* [DATASET RECORDS]
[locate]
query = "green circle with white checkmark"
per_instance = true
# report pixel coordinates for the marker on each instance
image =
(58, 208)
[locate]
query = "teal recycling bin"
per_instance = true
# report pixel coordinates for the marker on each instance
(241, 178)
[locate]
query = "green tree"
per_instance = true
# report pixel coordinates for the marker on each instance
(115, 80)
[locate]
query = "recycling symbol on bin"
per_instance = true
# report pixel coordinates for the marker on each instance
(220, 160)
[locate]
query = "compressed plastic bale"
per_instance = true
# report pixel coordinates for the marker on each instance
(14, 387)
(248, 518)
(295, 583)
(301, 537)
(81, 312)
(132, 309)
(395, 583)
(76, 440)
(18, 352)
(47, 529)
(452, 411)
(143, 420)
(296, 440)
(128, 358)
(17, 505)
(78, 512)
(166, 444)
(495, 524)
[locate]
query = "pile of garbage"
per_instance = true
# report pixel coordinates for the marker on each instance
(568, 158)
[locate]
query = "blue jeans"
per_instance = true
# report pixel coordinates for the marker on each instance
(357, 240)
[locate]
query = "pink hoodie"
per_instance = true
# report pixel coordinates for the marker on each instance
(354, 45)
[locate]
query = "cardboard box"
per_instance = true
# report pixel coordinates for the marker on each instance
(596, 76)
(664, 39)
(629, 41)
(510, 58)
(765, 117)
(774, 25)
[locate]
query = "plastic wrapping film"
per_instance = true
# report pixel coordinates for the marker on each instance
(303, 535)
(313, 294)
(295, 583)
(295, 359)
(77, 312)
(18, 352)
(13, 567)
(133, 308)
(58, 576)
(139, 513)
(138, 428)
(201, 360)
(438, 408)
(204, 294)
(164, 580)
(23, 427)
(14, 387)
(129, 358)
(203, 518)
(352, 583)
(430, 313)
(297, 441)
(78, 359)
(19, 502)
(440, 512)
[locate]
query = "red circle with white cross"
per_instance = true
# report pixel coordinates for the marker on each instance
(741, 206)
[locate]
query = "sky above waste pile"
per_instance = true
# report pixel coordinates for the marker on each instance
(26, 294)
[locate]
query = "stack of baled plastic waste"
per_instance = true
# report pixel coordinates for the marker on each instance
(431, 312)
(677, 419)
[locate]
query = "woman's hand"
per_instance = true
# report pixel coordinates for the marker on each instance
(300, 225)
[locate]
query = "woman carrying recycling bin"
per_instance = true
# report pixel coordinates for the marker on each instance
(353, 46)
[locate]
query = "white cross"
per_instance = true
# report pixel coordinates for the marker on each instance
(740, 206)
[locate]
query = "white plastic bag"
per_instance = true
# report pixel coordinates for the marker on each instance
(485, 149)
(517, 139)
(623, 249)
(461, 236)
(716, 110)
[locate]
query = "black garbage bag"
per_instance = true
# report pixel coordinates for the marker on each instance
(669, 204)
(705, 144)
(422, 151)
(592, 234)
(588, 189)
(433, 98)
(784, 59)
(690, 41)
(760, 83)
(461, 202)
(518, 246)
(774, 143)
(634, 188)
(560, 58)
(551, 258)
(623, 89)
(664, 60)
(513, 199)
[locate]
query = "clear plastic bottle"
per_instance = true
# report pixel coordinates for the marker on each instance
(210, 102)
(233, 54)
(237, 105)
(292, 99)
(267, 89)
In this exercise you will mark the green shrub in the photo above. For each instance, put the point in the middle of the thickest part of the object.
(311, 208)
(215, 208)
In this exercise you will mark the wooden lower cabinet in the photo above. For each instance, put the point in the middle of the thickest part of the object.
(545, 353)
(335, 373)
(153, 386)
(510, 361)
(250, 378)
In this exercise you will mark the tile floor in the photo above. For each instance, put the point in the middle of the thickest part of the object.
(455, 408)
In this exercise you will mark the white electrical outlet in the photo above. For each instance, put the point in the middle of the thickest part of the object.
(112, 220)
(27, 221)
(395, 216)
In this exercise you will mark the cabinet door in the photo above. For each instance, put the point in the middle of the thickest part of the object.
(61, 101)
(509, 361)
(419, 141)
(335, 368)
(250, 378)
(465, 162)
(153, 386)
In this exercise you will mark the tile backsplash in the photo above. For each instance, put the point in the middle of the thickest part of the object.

* [WHAT IS REQUIRED] Where a line of the records above holds the word "with", copy that line.

* [COMPLETED TASK]
query = "green circle with white checkmark"
query = "red circle with white cross"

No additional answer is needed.